**Görev 1:** İdam cezası üzerine olan metindeki şu cümleyi İngilizceye çevirin: "Tam kırk yıldır ülkemizde idam cezası uygulanmıyor."

İstanbul Sözleşmesi kararı idam isteyenleri besledi
Tam kırk yıldır ülkemizde idam cezası uygulanmıyor. 1984 yılında Anayasa değişikliği ile idam cezalarının uygulanması usulü yeniden düzenlenmişti. Düzenlemeye göre mahkemece verilen idam hükmünün uygulanması TBMM’de çıkarılacak bir kanun şartına bağlandı. Kısaca idam dediğimiz ölüm cezası hükmünün yerine getirilmesi için parlamento onayının esas alınmasıyla birlikte bizde idam cezası fiilen uygulamadan kalkmış oldu. Fiiliyatta ölüm cezası, yaşam hakkını sonlandırma yetkisi, yargının değil yasamanın sorumluluk alanına girdi. Ve siyaset yirmi yıl boyunca, 2004’e kadar, bu insanlık ayıbını üstlenmediği için Meclis, onay kanunu çıkarmadan dosyaları bekletmişti. Abdullah Öcalan’ın yakalanmasından itibaren idam tartışmaları tekrar alevlendi. Detaylara girmeyelim ama uzun tartışmalar sonrası 2004 değişikliği ile ölüm cezası, bağlantılı hükümlerle birlikte Anayasadan kaldırıldı. Böylece bu ülkenin yurttaşları olarak, “Türk milleti adına” başlığıyla hepimizi içine alan idam hükümleri ayıbından kurtulduk. Yaşam hakkı ihlal yetkisini yargıdan almış olduğumuz gibi yasamadan da kurtarmış olduk. Ceza Hukuku tarihinin insanileştirilmesi sürecini dikkate alıp, idam hükmünün kaldırıldığı tarihi insanlık bayramı ilan etsek iyi olurdu. Ülkemizde iki aşamada kaldırıldığını söylemek gereken idam cezasının uygulanmadığı kırk yıllık süre, yaklaşık iki nesil ömrü sayılır. İki nesil ömründe sosyo-kültürel açıdan bakınca, böylesi değişimlerin yerleşmesi ve aksinin düşünülmez hale gelmesi beklenirdi. Olmadı. Özellikle son yirmi yılda ‘idam isterük’ tayfası hiç susmadı. Bugünlerde kan tutmuşluk histerisi yine gündemin afakını sarmış, idamın, Cumhuriyet tarihindeki uygulamasını dahi yok sayıp, meydanlarda asılmış ölü bedenler görmek için adeta ağızlarından tükürük saçarak kampanya başlattılar.

**Verilen liste:**
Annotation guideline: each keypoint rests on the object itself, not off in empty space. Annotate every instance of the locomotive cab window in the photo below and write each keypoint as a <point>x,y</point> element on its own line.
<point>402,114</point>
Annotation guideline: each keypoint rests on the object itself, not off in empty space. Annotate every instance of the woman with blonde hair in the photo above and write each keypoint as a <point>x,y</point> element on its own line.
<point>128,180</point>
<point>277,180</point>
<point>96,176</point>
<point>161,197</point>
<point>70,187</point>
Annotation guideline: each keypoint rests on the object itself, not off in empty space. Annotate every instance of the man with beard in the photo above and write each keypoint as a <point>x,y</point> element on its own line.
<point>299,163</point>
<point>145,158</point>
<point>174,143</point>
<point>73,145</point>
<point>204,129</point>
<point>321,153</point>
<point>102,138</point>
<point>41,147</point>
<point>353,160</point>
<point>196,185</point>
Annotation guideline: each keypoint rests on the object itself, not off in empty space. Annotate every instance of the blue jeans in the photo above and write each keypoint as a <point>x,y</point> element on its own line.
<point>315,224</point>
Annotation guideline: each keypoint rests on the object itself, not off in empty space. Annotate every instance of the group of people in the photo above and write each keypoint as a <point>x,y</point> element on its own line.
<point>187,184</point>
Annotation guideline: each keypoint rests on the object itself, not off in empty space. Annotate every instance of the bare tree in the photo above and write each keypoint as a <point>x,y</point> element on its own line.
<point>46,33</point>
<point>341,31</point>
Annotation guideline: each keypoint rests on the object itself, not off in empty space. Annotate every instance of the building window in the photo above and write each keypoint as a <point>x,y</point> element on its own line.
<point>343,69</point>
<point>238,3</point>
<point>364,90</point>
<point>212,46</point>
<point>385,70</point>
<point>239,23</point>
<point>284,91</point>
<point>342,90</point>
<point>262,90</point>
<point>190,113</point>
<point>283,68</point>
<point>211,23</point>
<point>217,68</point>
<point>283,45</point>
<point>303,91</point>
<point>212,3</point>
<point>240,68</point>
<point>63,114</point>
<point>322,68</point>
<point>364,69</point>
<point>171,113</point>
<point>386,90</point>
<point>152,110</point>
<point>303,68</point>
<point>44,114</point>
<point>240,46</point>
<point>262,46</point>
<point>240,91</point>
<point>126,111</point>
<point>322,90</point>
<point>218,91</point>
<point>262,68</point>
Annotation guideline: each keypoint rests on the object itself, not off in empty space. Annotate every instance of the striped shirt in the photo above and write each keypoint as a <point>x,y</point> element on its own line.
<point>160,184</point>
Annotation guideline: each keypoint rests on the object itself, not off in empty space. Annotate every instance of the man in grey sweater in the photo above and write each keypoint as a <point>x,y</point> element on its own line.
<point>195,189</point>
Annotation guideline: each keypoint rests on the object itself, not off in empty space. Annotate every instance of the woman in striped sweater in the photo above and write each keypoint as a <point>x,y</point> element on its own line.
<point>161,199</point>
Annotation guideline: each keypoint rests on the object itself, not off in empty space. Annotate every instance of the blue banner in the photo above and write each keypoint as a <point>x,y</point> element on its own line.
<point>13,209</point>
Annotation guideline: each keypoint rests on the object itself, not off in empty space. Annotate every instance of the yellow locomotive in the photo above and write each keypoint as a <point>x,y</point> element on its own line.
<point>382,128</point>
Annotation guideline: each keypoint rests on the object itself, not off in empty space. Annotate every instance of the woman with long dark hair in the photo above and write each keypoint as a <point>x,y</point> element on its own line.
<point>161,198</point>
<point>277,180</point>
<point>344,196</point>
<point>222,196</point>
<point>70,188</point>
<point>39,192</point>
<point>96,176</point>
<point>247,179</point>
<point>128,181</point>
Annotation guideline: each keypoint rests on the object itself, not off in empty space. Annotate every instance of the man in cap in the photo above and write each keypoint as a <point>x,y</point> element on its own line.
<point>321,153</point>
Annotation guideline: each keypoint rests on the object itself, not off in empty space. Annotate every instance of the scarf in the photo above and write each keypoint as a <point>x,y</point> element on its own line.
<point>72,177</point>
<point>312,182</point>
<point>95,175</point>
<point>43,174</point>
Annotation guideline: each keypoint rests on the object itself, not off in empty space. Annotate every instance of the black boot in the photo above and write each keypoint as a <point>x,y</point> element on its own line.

**Görev 2:** Listenin ilk satırından başlayıp "<point>187,184</point>" ifadesini içeren satırda durun ve bu aralıktaki satırları hiçbir değişiklik yapmadan yeniden yazın.

**Nihai yanıt 1:** For exactly forty years, the death penalty has not been carried out in our country.

**Nihai yanıt 2:**
Annotation guideline: each keypoint rests on the object itself, not off in empty space. Annotate every instance of the locomotive cab window in the photo below and write each keypoint as a <point>x,y</point> element on its own line.
<point>402,114</point>
Annotation guideline: each keypoint rests on the object itself, not off in empty space. Annotate every instance of the woman with blonde hair in the photo above and write each keypoint as a <point>x,y</point> element on its own line.
<point>128,180</point>
<point>277,180</point>
<point>96,176</point>
<point>161,197</point>
<point>70,187</point>
Annotation guideline: each keypoint rests on the object itself, not off in empty space. Annotate every instance of the man with beard in the photo above and write each keypoint as a <point>x,y</point> element on its own line.
<point>299,163</point>
<point>145,158</point>
<point>174,143</point>
<point>73,145</point>
<point>204,129</point>
<point>321,153</point>
<point>102,138</point>
<point>41,147</point>
<point>353,160</point>
<point>196,185</point>
Annotation guideline: each keypoint rests on the object itself, not off in empty space. Annotate every instance of the blue jeans in the photo above and write each keypoint as a <point>x,y</point> element on its own line.
<point>315,224</point>
Annotation guideline: each keypoint rests on the object itself, not off in empty space. Annotate every instance of the group of people in the photo above and write each keypoint as a <point>x,y</point> element on its own line.
<point>187,184</point>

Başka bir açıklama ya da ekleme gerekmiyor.